Collection entries:
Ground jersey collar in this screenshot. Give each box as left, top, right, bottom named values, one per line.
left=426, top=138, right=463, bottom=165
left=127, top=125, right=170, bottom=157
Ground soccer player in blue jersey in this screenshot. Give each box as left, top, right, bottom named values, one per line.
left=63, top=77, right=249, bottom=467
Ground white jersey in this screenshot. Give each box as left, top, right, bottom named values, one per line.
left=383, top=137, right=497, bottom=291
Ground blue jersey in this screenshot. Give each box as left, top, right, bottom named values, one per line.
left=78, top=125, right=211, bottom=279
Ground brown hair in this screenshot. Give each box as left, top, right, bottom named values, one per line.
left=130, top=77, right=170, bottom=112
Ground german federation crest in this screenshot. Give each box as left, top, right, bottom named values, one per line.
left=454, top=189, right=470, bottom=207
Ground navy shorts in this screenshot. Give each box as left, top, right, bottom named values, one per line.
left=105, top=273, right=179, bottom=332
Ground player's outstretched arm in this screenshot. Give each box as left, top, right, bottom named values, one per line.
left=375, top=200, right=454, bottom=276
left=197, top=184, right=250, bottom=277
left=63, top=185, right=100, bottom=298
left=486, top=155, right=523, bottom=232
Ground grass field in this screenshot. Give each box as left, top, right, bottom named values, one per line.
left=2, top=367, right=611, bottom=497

WORK TO COMPLETE:
In full and word for word, restate the data.

WRITTEN ANSWER:
Ground jersey collar in this screenshot. Give each box as left, top, right, bottom named values, one per line.
left=426, top=138, right=463, bottom=165
left=127, top=125, right=170, bottom=157
Ground soccer player in blue jersey in this screenshot. Give each box as left, top, right, bottom named values, one per line.
left=63, top=77, right=249, bottom=467
Ground white jersey in this screenshot. Give each box as left, top, right, bottom named values, one per line.
left=383, top=137, right=497, bottom=291
Ground blue jersey in this screenshot. Give each box as left, top, right, bottom named values, one per line.
left=78, top=125, right=211, bottom=279
Ground brown hair in this screenshot. Give each box as left, top, right, bottom named values, one per line.
left=130, top=77, right=170, bottom=112
Ground german federation crest in this screenshot. Give each box as left, top, right, bottom named values, one per line.
left=454, top=189, right=470, bottom=207
Ground navy shorts in this screenshot. Give each box as left, top, right, bottom named values, one per line.
left=105, top=273, right=179, bottom=332
Ground player's outstretched arm in this screenshot. Give each box as left, top, right, bottom named values, one per line.
left=375, top=200, right=454, bottom=276
left=197, top=184, right=250, bottom=277
left=63, top=185, right=100, bottom=298
left=486, top=155, right=523, bottom=232
Ground grass field in this screenshot. Give each box as left, top, right, bottom named values, one per line.
left=2, top=367, right=611, bottom=497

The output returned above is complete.